- Problem statement
A copy is needed of each line in the records that has the word "head".

- Supplied entries
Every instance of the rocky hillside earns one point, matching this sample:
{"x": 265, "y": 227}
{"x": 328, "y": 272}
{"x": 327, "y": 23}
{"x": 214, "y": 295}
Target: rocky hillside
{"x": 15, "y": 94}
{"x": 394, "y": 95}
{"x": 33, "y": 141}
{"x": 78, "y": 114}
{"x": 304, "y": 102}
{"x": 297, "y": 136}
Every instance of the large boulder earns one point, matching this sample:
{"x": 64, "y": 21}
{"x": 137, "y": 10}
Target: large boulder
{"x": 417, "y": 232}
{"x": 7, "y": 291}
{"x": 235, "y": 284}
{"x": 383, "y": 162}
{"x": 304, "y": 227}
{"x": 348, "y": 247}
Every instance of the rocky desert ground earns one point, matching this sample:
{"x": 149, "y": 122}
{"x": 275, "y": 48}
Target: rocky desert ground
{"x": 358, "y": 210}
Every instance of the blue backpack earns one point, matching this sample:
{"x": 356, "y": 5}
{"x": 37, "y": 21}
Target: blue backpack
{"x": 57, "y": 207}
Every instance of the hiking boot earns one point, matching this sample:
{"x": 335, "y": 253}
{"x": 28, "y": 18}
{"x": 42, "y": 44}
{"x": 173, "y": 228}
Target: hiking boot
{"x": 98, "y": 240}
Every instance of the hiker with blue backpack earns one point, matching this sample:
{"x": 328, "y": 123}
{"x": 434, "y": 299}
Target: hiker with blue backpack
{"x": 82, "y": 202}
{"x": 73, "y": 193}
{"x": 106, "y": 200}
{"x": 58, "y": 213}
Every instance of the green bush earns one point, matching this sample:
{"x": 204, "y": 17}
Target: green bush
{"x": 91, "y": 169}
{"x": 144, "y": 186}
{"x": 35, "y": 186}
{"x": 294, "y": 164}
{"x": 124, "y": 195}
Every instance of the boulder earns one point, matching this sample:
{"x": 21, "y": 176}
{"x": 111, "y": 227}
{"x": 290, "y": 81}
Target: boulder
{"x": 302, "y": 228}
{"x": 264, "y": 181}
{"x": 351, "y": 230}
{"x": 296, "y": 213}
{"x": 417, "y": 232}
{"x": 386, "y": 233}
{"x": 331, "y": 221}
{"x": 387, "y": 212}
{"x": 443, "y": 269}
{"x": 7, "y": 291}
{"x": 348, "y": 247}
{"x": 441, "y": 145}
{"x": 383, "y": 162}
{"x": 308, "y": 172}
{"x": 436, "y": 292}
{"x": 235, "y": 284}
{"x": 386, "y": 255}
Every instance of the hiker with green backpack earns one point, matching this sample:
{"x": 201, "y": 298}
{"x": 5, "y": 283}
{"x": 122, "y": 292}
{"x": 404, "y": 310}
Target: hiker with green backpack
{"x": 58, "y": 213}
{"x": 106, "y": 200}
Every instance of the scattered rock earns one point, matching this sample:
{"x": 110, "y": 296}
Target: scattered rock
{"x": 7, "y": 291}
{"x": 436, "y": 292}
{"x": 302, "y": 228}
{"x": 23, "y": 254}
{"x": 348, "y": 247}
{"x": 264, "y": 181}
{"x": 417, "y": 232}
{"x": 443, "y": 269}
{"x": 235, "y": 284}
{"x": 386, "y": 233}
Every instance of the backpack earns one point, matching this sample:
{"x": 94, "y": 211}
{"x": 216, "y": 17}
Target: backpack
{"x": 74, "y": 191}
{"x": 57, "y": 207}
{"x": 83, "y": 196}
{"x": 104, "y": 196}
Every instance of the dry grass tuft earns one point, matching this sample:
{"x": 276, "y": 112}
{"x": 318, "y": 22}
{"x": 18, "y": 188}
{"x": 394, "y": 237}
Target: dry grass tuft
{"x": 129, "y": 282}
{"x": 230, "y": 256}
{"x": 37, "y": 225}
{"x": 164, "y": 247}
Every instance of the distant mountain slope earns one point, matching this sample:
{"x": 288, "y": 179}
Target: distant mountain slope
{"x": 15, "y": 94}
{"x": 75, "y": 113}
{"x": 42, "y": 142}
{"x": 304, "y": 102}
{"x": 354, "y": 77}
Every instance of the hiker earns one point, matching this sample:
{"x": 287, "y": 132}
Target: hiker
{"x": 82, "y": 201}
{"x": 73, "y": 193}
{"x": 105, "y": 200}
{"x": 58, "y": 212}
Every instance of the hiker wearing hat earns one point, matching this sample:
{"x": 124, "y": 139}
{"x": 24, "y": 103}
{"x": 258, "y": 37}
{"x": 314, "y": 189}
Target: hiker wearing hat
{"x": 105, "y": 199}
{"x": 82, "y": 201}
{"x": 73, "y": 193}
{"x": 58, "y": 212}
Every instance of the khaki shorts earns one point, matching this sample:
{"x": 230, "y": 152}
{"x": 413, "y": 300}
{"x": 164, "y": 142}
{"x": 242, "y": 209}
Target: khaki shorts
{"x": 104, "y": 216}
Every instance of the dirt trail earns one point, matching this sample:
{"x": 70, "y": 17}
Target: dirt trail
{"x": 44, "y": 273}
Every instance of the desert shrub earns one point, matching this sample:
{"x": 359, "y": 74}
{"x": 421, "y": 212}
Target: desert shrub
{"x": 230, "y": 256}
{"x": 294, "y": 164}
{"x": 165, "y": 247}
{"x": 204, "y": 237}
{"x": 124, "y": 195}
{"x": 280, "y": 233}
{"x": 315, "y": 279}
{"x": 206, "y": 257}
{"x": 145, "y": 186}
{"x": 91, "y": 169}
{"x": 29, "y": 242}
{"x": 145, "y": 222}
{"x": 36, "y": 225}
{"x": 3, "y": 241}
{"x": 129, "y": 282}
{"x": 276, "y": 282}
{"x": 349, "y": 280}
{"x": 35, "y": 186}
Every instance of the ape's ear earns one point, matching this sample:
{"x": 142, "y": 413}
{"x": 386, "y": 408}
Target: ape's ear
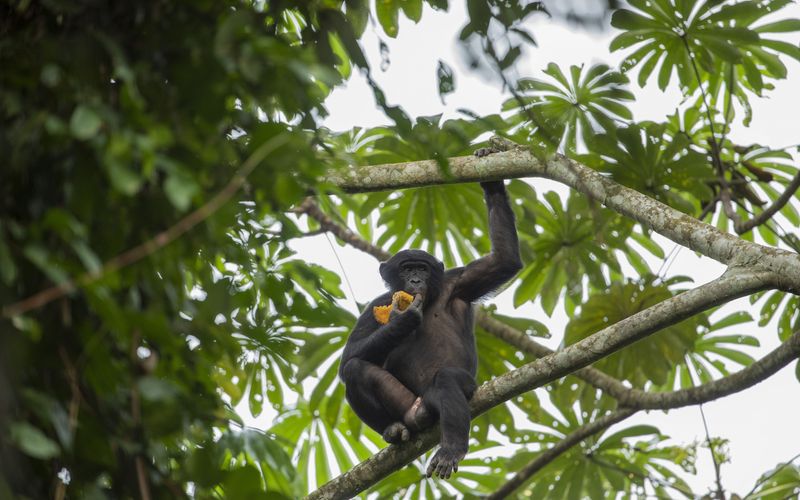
{"x": 383, "y": 268}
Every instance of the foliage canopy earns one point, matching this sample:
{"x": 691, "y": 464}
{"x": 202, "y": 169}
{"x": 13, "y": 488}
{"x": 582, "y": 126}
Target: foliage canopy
{"x": 152, "y": 153}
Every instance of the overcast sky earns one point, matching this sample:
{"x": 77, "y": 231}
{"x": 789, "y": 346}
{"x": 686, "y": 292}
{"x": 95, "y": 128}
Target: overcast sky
{"x": 761, "y": 423}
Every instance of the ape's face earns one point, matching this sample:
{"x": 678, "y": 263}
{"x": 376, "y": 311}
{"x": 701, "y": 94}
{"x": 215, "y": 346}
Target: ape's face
{"x": 415, "y": 277}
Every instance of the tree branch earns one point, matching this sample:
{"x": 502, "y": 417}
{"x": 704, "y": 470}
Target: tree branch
{"x": 634, "y": 400}
{"x": 670, "y": 223}
{"x": 554, "y": 366}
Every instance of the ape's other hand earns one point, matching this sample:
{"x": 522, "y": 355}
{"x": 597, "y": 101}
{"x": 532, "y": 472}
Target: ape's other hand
{"x": 413, "y": 313}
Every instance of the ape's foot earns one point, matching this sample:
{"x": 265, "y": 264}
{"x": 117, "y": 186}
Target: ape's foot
{"x": 481, "y": 152}
{"x": 445, "y": 462}
{"x": 418, "y": 417}
{"x": 396, "y": 433}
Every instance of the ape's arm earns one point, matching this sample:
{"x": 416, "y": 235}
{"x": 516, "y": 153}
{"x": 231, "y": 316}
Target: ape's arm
{"x": 486, "y": 274}
{"x": 371, "y": 341}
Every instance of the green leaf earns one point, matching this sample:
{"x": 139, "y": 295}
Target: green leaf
{"x": 84, "y": 123}
{"x": 33, "y": 442}
{"x": 444, "y": 75}
{"x": 387, "y": 15}
{"x": 180, "y": 189}
{"x": 412, "y": 9}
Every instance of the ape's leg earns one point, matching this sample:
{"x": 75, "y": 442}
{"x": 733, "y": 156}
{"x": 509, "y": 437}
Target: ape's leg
{"x": 448, "y": 397}
{"x": 378, "y": 398}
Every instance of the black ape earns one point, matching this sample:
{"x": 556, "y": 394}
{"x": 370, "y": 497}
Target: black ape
{"x": 401, "y": 376}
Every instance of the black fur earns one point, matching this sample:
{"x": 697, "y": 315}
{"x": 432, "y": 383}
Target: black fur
{"x": 428, "y": 351}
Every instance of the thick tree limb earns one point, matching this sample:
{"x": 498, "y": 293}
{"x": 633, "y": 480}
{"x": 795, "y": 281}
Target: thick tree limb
{"x": 363, "y": 475}
{"x": 634, "y": 400}
{"x": 518, "y": 162}
{"x": 644, "y": 400}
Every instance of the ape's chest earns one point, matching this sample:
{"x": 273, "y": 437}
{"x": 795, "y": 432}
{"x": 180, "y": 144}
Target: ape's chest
{"x": 442, "y": 340}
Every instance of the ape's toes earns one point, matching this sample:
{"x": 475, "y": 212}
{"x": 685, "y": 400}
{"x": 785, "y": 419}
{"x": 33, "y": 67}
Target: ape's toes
{"x": 418, "y": 417}
{"x": 396, "y": 433}
{"x": 444, "y": 463}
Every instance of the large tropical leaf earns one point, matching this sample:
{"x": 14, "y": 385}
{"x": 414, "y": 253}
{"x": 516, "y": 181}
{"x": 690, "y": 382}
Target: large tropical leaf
{"x": 574, "y": 108}
{"x": 650, "y": 360}
{"x": 571, "y": 246}
{"x": 645, "y": 158}
{"x": 624, "y": 461}
{"x": 695, "y": 40}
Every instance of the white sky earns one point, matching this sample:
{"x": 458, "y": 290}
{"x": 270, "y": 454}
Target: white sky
{"x": 761, "y": 423}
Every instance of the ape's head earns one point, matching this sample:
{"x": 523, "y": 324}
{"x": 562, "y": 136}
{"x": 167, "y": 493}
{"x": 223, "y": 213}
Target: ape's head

- Reply to the task
Every instance of the ape's head earns one point, matching this sample:
Target: ape's head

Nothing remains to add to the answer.